* _THINGS TO DO_:
1. According to the passage on Seurat, what did he die of, and at what age?
2. Rewrite the part of the passage on Seurat starting with "In Seurat’s greatest" and going on through "form of prayer.", substituting "street lamp" for "gas lamp".
3. Proceed with the passage on Seurat from the point where it stops.

* _EXCERPTED PASSAGE_:

Seurat was an artist of riveting contradictions. He atomized the world to lay bare not its elements but, rather, its mystifying foundations. He went inward and deep. He likened the act of drawing to that of personal excavation — “discover[ing] unknown stones beneath stratifications of land and soil.” In Seurat’s velvety, dark conté drawings, forms are densely solid yet strangely vaporous, as if seen through the veiled light of fog, rain, dusk, or dawn. Roughened and porous, like stone, Seurat’s black forms are fleeting, and they swallow light. They hover like apparitions and they rise and fall, and open and close, as if they are breathing. They are shadows that shift into volumes that quiver at their edges and twinkle like stardust at their centers. Seurat makes the ephemeral tangible, lasting, and classical; and that which is solid he makes diffused — transformed into something mysterious, if not religious.
In Seurat’s greatest drawings, light and form have nothing to do with the academic act of description. He pares down things and acts to essentials and essences; he even transforms them: a top hat, a monkey, a parasol, a gas lamp, a high kick, and a corseted-and-bustled hourglass woman all become living, game-piece signs or ideographs emblematic of both thing and era. His eye is focused on the familiar — people reading, knitting, and plowing; a nude model in the studio, a woman with a parasol, an acrobat, or a boy sunning himself — and the drawings are tinged with naturalism. But they depict Modern annunciations, visitations, and spiritual passages. For Seurat, whose mature drawings suggest that he had summoned light and form into being through incantation, the act of drawing is a form of prayer.
Like van Gogh, Seurat had a brief, meteoric career. Born in Paris in 1859 to a family of means, he studied under Henri Lehmann, a disciple of Ingres; but Seurat was also drawn to the classicism of Puvis and Poussin, Courbet’s monumental celebration of popular subject matter, as well as to the shock of Impressionism’s stippled color strokes and the pure and emotional shotcolor of Delacroix. Seurat worked as an artist for only about 11 years, dying abruptly of malignant diphtheria in 1891, at the age of 31. Seurat’s monumental body of paintings and drawings, one has to remember, represent an artist just getting started. But there is nothing in this show to suggest a lack of lifetime achievement.

* _RECORD LIST_:

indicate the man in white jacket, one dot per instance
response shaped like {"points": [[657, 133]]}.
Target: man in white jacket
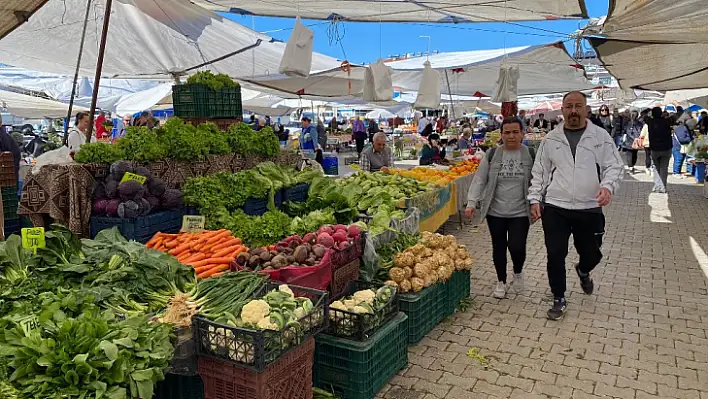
{"points": [[576, 172]]}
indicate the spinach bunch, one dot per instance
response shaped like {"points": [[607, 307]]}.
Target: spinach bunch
{"points": [[183, 141], [103, 153], [140, 144]]}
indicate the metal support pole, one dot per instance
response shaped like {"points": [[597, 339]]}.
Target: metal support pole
{"points": [[76, 73], [99, 66], [449, 93]]}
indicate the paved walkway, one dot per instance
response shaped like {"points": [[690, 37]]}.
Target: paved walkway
{"points": [[643, 334]]}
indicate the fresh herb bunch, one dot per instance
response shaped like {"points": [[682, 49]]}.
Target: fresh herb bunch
{"points": [[103, 153], [183, 141], [216, 139], [215, 82], [140, 144], [246, 141]]}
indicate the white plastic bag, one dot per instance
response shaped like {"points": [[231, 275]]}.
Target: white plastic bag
{"points": [[429, 90], [378, 84], [506, 88], [60, 156], [297, 57]]}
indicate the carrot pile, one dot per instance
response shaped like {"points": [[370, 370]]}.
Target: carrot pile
{"points": [[210, 252]]}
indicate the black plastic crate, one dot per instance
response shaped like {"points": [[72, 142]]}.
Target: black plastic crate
{"points": [[297, 193], [255, 349], [360, 326], [199, 101], [142, 229]]}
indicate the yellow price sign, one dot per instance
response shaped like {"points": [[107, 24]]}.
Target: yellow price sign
{"points": [[33, 238], [132, 176], [193, 223], [29, 324]]}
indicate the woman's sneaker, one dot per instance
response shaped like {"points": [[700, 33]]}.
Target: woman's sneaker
{"points": [[518, 283], [500, 290], [558, 309]]}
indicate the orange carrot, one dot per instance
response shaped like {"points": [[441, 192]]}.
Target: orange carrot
{"points": [[225, 244], [225, 251], [213, 271]]}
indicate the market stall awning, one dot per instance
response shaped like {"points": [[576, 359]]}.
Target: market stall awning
{"points": [[437, 11], [543, 69], [147, 39], [652, 45], [14, 13], [34, 107]]}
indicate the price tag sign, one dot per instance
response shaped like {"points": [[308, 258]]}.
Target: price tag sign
{"points": [[193, 223], [132, 176], [33, 238], [29, 324]]}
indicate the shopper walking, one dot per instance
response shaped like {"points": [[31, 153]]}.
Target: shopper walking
{"points": [[630, 149], [660, 144], [499, 191], [576, 172]]}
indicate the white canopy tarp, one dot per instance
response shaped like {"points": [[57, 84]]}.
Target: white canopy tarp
{"points": [[655, 44], [438, 11], [543, 69], [147, 39], [31, 107]]}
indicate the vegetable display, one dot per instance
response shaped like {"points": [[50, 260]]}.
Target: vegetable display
{"points": [[434, 258], [210, 252], [131, 199]]}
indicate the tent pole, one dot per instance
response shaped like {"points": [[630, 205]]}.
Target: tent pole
{"points": [[449, 93], [76, 73], [99, 67]]}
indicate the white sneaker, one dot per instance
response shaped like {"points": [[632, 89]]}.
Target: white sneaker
{"points": [[500, 290], [518, 283]]}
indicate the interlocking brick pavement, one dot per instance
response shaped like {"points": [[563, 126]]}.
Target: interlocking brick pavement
{"points": [[643, 334]]}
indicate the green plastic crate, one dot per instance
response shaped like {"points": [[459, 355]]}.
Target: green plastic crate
{"points": [[357, 370], [425, 310], [457, 288], [199, 101], [180, 387]]}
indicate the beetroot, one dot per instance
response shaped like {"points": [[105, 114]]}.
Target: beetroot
{"points": [[112, 208], [99, 207], [325, 239], [354, 231], [310, 238], [325, 229], [340, 236]]}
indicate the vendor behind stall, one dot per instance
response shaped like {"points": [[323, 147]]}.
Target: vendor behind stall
{"points": [[378, 157], [432, 152]]}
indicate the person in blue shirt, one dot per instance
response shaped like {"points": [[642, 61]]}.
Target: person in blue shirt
{"points": [[308, 136]]}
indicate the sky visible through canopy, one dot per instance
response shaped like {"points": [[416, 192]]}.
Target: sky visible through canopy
{"points": [[366, 42]]}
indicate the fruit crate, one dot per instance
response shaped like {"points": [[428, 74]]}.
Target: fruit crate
{"points": [[348, 255], [222, 123], [143, 228], [179, 387], [360, 326], [256, 349], [297, 193], [10, 202], [342, 276], [425, 310], [358, 370], [199, 101], [457, 288], [8, 174], [288, 378]]}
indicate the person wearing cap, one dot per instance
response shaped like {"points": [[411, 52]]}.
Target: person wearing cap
{"points": [[308, 135]]}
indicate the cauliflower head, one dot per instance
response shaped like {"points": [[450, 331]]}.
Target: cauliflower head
{"points": [[255, 311], [365, 296]]}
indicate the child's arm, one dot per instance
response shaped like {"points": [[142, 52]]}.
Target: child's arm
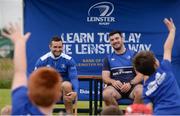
{"points": [[170, 39]]}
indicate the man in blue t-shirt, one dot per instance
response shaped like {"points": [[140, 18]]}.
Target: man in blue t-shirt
{"points": [[160, 89], [66, 66], [41, 92], [118, 73]]}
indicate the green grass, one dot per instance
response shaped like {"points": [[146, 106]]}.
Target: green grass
{"points": [[5, 99]]}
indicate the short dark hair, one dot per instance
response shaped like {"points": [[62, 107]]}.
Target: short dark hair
{"points": [[115, 32], [55, 38], [144, 62], [45, 86]]}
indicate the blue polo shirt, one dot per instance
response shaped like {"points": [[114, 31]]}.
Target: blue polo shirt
{"points": [[64, 64], [21, 105], [120, 66], [162, 90]]}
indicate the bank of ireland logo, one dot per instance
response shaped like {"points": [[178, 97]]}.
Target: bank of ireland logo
{"points": [[101, 13]]}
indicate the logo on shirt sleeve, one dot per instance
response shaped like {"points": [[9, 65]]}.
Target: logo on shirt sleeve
{"points": [[153, 86]]}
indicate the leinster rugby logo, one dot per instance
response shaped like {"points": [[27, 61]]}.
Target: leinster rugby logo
{"points": [[101, 13]]}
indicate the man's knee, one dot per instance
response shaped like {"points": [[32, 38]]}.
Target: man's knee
{"points": [[66, 86], [108, 94]]}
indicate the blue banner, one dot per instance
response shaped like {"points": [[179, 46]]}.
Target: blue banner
{"points": [[84, 27]]}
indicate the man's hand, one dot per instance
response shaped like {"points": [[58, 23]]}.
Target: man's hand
{"points": [[125, 87], [116, 84], [69, 97], [13, 32], [170, 25]]}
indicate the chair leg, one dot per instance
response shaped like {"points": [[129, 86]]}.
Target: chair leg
{"points": [[75, 106]]}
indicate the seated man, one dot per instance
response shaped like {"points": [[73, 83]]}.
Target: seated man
{"points": [[66, 66], [160, 89], [38, 96], [118, 73]]}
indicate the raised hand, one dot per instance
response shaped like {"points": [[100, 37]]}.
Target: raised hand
{"points": [[170, 24], [13, 32]]}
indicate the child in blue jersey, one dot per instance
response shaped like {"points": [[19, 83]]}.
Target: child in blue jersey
{"points": [[38, 96], [66, 66], [161, 90]]}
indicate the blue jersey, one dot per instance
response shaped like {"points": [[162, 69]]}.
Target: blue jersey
{"points": [[21, 105], [120, 66], [64, 64], [162, 90]]}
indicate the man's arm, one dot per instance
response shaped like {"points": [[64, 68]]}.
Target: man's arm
{"points": [[137, 79], [72, 72], [170, 39], [19, 40]]}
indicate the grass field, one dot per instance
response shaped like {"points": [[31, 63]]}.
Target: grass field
{"points": [[5, 99]]}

* _EXERCISE RESULTS_:
1. Malignant diphtheria, at the age of 31.

2.
In Seurat’s greatest drawings, light and form have nothing to do with the academic act of description. He pares down things and acts to essentials and essences; he even transforms them: a top hat, a monkey, a parasol, a street lamp, a high kick, and a corseted-and-bustled hourglass woman all become living, game-piece signs or ideographs emblematic of both thing and era. His eye is focused on the familiar — people reading, knitting, and plowing; a nude model in the studio, a woman with a parasol, an acrobat, or a boy sunning himself — and the drawings are tinged with naturalism. But they depict Modern annunciations, visitations, and spiritual passages. For Seurat, whose mature drawings suggest that he had summoned light and form into being through incantation, the act of drawing is a form of prayer.

3.
Seurat is best known for his innovative color theory that produced the movement of Pointillism. Yet he was a classicist who also understood how, like Titian, to activate a beautiful curve with shimmering translucent vibrations — movements that make the eye caress back and forth and across a form as it follows the length of a contour. He is also, in the later vein of Nadelman, Arp, and Brancusi, an artist who, in his pursuit of refinement and distillation, arrived not only at what Nadelman would coin as “significant form,” but also at “significant light.” Seurat was inspired by the abstract, planar carvings in ancient Egyptian art (his carved contours at times suggest Byzantine or Egyptian flatness and wavering in the plane), and he has been a major influence on artists as diverse as van Gogh, Klee, and Balthus; but as a Pointillist, he has had no equals. Scientific theory, without spiritual conviction, remains theoretical.
The last major New York show of Seurat was the Metropolitan Museum of Art’s 1992 retrospective of the artist. “The Drawings” reminds us how significant Seurat really is. The show, organized by Jodi Hauptman, associate curator in MoMA’s department of drawings, is serene and supple — sure to be a crowd pleaser. Seurat, who was described in his day as “a young man crazy about drawing,” treated drawing primarily as an end in itself, not as a medium for studies. And some of the most beautiful and luminous drawings in existence adorn this show’s walls: they include “Aman-Jean,” of the artist painting, and “Embroidery: The Artist’s Mother,” in which she has a spidery delicacy and an architectural monumentality (both c. 1882–83); “The Echo” (1883); a study for “Bathing Place, Asnières,” and “Sidewalk Show” (both c. 1883–84), a haunting picture that resembles a staged execution, and the drawing “Trombonist” (c. 1887–88), a study for the Met’s astounding “Circus Sideshow.” Standing before these works, I felt as if I were in the presence not of ordinary people but of bodhisattvas, saints, and gods.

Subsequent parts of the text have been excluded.